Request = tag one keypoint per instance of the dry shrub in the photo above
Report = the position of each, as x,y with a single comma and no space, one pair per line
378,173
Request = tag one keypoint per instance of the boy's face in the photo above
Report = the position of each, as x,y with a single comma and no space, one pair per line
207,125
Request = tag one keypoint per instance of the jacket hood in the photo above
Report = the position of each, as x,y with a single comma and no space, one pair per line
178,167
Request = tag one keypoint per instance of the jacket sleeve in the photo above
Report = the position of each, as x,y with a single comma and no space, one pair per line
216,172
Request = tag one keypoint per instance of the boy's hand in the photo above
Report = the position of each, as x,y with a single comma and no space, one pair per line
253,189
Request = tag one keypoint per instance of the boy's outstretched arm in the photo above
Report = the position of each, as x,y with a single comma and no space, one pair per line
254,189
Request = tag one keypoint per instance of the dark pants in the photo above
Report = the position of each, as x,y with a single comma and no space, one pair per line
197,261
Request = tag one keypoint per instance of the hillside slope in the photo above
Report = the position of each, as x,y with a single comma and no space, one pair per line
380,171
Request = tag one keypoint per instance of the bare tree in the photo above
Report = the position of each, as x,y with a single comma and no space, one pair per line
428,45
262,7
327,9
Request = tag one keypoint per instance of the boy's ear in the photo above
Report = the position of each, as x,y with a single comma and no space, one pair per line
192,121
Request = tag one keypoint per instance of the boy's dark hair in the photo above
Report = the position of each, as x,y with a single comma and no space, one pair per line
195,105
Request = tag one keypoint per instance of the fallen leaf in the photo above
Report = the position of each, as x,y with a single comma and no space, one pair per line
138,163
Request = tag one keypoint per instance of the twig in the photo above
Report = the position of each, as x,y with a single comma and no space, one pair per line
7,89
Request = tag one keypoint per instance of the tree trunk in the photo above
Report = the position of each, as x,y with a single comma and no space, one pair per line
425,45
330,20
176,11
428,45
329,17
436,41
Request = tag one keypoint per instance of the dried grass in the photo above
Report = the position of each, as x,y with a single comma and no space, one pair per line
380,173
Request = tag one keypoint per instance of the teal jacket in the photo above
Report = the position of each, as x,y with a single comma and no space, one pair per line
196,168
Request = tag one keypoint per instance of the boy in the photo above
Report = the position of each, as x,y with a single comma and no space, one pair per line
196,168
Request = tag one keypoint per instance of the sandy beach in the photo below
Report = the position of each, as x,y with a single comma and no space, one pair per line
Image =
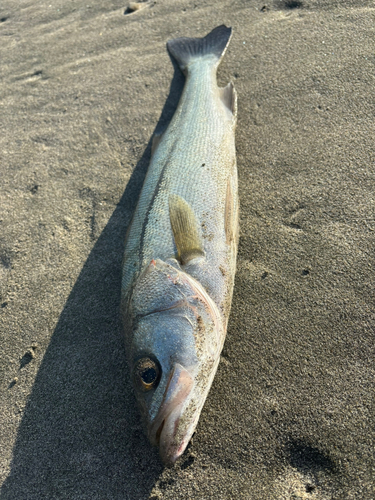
84,86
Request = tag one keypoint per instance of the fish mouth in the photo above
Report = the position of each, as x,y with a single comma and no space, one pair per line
165,430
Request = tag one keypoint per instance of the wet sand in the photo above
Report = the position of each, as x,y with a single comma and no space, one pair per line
291,411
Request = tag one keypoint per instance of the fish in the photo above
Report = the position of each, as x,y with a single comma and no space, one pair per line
180,251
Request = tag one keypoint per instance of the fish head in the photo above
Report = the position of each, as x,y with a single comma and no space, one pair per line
177,340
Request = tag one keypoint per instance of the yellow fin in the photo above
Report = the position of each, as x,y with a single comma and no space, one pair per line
185,229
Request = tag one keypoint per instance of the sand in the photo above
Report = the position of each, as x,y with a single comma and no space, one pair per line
291,411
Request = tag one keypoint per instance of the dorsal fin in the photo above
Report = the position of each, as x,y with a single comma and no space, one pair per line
228,95
185,229
155,142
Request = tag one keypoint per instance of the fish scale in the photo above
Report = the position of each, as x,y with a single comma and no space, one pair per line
181,246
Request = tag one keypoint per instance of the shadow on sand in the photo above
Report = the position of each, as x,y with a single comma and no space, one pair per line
80,435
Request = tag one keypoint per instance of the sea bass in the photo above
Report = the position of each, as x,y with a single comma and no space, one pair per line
180,251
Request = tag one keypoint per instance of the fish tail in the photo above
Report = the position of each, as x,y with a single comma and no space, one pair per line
188,50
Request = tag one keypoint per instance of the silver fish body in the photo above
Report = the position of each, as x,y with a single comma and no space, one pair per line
180,251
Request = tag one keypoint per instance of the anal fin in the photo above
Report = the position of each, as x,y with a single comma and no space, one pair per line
228,95
185,229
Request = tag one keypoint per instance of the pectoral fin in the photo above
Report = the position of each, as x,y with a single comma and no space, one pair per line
185,229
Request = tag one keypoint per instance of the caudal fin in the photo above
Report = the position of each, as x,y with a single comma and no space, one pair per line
186,50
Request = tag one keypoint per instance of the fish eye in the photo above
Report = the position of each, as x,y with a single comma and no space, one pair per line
147,373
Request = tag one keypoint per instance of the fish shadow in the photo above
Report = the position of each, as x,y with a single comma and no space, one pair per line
80,435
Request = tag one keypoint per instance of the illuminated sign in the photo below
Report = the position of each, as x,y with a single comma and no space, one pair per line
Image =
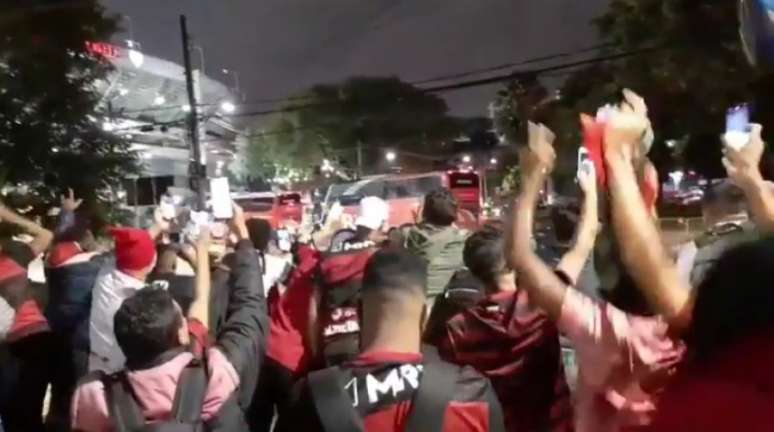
103,49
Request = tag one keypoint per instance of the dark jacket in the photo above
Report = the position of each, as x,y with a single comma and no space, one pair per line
69,301
238,315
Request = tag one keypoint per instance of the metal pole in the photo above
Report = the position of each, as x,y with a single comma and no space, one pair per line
359,159
197,171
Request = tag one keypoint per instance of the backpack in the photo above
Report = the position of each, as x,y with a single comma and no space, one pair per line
428,407
339,279
441,248
186,407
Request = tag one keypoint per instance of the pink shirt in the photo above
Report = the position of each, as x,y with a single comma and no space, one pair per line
622,360
155,391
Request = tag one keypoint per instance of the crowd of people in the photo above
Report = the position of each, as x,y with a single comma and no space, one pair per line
358,327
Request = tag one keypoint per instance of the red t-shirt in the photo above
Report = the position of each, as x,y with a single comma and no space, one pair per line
517,347
382,385
734,391
290,317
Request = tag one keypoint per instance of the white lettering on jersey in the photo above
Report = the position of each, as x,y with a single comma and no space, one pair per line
352,388
343,328
395,382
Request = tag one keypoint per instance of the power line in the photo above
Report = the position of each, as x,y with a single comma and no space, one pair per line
471,83
510,65
438,78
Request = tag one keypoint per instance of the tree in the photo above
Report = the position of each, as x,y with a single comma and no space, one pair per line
694,71
50,135
332,120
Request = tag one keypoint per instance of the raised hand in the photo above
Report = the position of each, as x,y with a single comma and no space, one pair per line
742,165
238,224
69,203
623,134
539,157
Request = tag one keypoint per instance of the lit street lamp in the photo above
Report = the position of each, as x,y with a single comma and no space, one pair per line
227,107
390,156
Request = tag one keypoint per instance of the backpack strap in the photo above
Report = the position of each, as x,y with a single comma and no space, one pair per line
122,405
190,392
334,407
436,390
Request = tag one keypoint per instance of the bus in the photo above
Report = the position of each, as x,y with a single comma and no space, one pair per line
405,194
277,208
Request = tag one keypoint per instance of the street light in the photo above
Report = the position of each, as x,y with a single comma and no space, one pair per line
390,156
199,49
235,74
227,107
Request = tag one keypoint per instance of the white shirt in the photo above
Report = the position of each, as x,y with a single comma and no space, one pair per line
7,315
111,288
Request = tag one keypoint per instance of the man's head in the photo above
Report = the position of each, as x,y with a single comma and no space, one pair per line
260,233
393,293
722,202
135,252
80,233
148,324
484,257
440,207
735,299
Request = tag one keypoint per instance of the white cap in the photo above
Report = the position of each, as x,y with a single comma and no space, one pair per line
373,213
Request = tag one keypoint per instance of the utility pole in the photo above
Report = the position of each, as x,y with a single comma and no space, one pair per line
359,159
197,170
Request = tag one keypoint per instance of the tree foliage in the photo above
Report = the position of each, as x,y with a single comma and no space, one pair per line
331,120
695,69
50,136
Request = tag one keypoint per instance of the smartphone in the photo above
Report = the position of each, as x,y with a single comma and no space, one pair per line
167,207
738,126
585,164
604,113
220,196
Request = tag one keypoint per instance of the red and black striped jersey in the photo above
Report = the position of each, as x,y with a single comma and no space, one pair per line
517,347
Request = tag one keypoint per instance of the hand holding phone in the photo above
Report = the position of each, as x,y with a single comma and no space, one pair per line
737,126
585,164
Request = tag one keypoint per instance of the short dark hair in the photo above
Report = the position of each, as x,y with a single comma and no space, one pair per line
483,253
80,231
147,324
260,233
394,271
725,198
440,207
735,299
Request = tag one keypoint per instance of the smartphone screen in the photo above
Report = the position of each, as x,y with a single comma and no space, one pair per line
738,126
220,196
585,164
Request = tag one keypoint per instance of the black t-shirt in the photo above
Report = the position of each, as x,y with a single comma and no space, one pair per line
381,387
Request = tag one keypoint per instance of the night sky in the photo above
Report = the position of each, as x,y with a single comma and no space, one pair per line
281,47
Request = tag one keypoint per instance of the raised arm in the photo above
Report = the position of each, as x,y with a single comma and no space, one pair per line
575,259
546,290
743,169
42,237
642,251
200,308
243,335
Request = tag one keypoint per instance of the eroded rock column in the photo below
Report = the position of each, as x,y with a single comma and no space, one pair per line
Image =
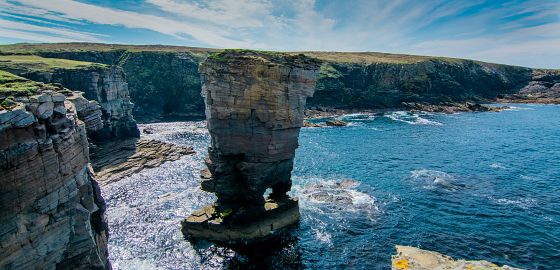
254,106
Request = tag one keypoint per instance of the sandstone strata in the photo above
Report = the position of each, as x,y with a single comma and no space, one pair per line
544,88
417,259
118,159
51,209
254,107
105,84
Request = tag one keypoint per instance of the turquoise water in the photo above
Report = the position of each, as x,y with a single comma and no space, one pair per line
471,185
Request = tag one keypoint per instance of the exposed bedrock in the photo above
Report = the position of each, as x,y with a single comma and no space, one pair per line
51,209
254,107
105,84
161,83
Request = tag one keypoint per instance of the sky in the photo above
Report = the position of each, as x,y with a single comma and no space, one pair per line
517,32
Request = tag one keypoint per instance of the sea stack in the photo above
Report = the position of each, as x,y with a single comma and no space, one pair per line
254,107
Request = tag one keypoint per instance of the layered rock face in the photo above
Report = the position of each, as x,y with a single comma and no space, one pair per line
51,209
161,83
254,107
437,82
544,88
107,86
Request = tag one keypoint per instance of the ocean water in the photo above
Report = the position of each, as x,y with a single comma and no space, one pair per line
482,186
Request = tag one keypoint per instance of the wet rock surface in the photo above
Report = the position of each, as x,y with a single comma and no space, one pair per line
452,107
51,209
417,259
115,160
255,107
335,123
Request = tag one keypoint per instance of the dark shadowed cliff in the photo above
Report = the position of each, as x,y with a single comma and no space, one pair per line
164,80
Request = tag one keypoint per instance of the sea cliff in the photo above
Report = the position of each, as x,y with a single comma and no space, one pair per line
102,83
51,208
164,80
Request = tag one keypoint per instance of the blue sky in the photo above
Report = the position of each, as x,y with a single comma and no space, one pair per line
518,32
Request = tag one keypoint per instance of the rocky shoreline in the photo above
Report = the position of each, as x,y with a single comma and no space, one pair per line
115,160
411,258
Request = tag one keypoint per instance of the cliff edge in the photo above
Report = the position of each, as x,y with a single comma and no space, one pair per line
51,209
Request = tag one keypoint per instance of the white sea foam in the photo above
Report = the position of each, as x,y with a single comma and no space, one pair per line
519,202
411,118
432,179
497,166
323,236
341,195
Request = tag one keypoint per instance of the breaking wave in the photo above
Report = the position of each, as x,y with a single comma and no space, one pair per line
432,179
412,118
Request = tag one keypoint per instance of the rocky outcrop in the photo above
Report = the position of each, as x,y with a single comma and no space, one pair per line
451,107
544,88
383,85
417,259
254,107
51,209
163,81
105,84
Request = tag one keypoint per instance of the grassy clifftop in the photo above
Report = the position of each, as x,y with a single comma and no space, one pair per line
13,85
344,57
164,80
41,64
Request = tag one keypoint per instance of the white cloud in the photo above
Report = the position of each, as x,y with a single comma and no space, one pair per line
434,27
33,36
101,15
60,32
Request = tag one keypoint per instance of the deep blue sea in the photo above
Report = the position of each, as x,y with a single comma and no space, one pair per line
482,186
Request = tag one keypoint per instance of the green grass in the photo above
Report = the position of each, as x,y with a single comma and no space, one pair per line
13,85
222,55
201,53
36,63
375,57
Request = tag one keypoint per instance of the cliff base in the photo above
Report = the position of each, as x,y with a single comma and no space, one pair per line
210,224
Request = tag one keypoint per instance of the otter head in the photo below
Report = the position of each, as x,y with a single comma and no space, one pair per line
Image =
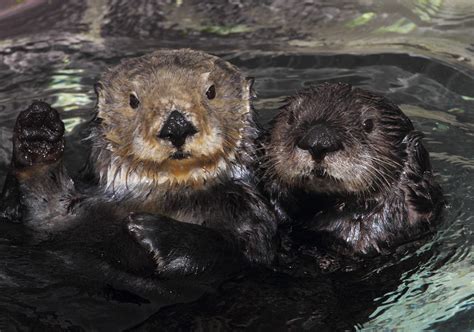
336,139
175,117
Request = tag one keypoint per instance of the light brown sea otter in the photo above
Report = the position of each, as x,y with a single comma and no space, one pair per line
172,141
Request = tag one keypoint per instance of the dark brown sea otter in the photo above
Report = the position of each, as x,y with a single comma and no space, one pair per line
172,144
348,164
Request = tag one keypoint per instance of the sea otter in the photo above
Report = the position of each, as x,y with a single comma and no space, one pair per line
347,164
174,194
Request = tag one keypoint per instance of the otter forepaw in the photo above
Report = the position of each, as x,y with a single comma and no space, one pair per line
158,235
181,249
38,136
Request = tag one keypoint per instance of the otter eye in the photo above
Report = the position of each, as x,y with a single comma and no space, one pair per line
134,102
211,92
368,125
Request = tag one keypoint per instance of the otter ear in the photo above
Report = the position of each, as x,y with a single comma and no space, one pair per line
416,150
250,81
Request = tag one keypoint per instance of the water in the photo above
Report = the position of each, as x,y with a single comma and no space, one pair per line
418,53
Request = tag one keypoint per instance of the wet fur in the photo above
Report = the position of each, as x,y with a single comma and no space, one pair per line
376,192
147,213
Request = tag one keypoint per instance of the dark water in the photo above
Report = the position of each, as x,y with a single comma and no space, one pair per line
422,61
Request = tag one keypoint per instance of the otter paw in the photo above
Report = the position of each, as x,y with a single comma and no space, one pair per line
152,232
178,249
38,137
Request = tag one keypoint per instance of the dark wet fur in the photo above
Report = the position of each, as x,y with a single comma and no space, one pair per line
237,226
402,201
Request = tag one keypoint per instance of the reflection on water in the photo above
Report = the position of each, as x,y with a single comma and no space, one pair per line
418,53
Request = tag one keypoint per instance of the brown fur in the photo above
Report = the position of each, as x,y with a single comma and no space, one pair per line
125,139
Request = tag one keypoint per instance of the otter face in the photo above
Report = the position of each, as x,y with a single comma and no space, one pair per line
337,139
174,116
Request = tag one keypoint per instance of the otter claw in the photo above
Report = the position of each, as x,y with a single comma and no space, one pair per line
38,136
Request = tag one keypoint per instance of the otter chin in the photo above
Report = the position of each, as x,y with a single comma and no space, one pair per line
349,165
170,119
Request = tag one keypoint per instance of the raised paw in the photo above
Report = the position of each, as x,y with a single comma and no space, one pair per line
38,137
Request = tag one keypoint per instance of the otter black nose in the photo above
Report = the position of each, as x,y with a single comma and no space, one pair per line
176,128
319,141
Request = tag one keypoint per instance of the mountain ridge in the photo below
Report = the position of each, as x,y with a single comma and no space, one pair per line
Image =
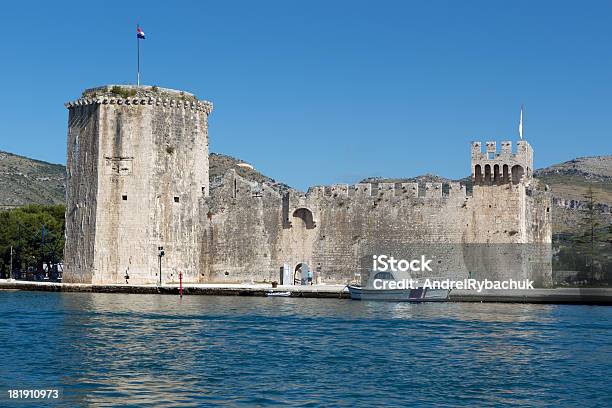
29,181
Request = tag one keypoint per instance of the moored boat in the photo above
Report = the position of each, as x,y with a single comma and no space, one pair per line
417,293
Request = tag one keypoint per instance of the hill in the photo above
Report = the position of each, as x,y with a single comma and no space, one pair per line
27,181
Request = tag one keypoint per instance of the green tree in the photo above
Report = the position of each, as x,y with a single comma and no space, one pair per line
594,241
22,229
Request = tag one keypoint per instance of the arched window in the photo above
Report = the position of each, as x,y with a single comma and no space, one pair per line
496,176
477,174
517,174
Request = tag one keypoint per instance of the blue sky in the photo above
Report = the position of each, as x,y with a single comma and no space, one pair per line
319,92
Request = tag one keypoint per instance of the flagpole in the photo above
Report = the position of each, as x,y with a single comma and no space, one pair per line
138,48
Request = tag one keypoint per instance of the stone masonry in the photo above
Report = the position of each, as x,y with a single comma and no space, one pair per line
153,148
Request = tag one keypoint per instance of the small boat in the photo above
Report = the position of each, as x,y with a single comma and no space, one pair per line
415,294
278,294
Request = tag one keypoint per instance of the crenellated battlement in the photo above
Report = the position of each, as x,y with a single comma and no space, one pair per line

———

• AIM OF THE EXERCISE
Write out again, exactly, the lines from the one holding "Request = tag one keypoint per instance of the flagpole" through the end of the listing, with both ends included.

• FULL SOLUTION
Request = tag one keypoint per instance of the flagpole in the photo above
Report = the position of each, as x,y with a single comma and no space, one pair per line
138,48
Request = tag one keypoint per instance of the stone masonry in the photo above
Report = the position of each, as x,y with a single comma and no space, one pair per line
153,148
Request = tag one keypoint per instance of the small boat in the photo above
Report = the position of each, as x,y with a single comma and no space, one pair per line
415,294
278,294
Request = tag one keypoint per instance of the crenellated battlement in the photo above
Report = the position of each, as x,y with a single comma and no space, one pair per line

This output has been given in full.